Instructions for the task>
Present every line of the listing below as a numbered list, omitting any blank lines.

Recorded data>
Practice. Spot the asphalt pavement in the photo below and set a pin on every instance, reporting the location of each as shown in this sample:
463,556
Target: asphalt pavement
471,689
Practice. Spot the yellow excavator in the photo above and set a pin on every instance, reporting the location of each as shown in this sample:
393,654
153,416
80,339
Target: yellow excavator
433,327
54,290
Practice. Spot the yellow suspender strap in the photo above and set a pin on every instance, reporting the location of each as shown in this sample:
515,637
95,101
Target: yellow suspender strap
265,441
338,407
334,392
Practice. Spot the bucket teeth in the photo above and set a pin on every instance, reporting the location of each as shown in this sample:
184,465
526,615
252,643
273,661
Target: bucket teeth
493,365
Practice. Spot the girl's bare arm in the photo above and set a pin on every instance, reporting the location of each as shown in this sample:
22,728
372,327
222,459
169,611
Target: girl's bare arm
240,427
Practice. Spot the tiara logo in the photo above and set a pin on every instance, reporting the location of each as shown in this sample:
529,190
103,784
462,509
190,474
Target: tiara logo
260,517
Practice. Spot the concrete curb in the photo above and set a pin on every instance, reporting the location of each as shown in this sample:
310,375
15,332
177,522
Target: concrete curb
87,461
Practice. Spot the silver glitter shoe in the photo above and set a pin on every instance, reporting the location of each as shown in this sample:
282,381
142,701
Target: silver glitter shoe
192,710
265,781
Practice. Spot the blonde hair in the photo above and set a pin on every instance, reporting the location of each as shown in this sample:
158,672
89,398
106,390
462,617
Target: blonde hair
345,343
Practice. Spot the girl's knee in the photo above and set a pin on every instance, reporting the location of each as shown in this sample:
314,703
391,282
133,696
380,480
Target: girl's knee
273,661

Answer to this problem>
1. Practice. Spot the asphalt pavement in the photo below and set a pin on every instance, reporting the location of each as shown in this sample:
2. 463,556
3. Target: asphalt pavement
4. 471,689
5. Practice. Spot the yellow excavator in the photo above and set a pin on every instance, reporting the location of each as shown in this sample:
6. 393,654
7. 153,416
8. 80,339
9. Target: yellow excavator
10. 433,327
11. 54,290
12. Practice. Spot the yellow suspender strap in the photo above and set a pin on every instance, reporting the location of each as shown in this sample:
13. 515,637
14. 95,101
15. Target: yellow suspender strap
16. 265,441
17. 338,407
18. 334,392
19. Practice. Spot the bucket teeth in the photo above and set a pin on every instance, reporting the location of each as shown in this sample:
20. 184,465
21. 526,615
22. 252,643
23. 273,661
24. Target: bucket teeth
25. 493,365
26. Practice. Spot the girl's bare arm in the photo above and set a pin on every instance, reporting the location of each as shown in this sample:
27. 22,728
28. 372,327
29. 222,459
30. 169,611
31. Target: girl's bare arm
32. 240,427
33. Practice. Spot the tiara logo in the photo above and set a pin on every instance, reporting the location of each as shown in this sample:
34. 529,190
35. 103,784
36. 462,509
37. 190,474
38. Target: tiara logo
39. 260,517
40. Practice. Spot the concrete curb in the photo above and set a pin on every instance, reporting the location of each as shown in this sample:
41. 310,375
42. 15,332
43. 177,522
44. Target: concrete curb
45. 87,461
46. Practice. Spot the silver glitter shoe in the photo above and set a pin on every instance, reporting the location of each as shown in this sample:
47. 282,381
48. 142,701
49. Target: silver glitter shoe
50. 192,710
51. 265,781
52. Practice. Spot the blonde hair in the photo above and set a pin on every instance, reporting the location of each as shown in this sample:
53. 158,672
54. 89,398
55. 106,390
56. 462,617
57. Target: blonde hair
58. 345,343
59. Practice. Spot the girl's knee in the photo above and set a pin on every instance, reporting the location of each as shown in this sample:
60. 314,703
61. 391,282
62. 133,696
63. 380,480
64. Target: girl's knee
65. 273,661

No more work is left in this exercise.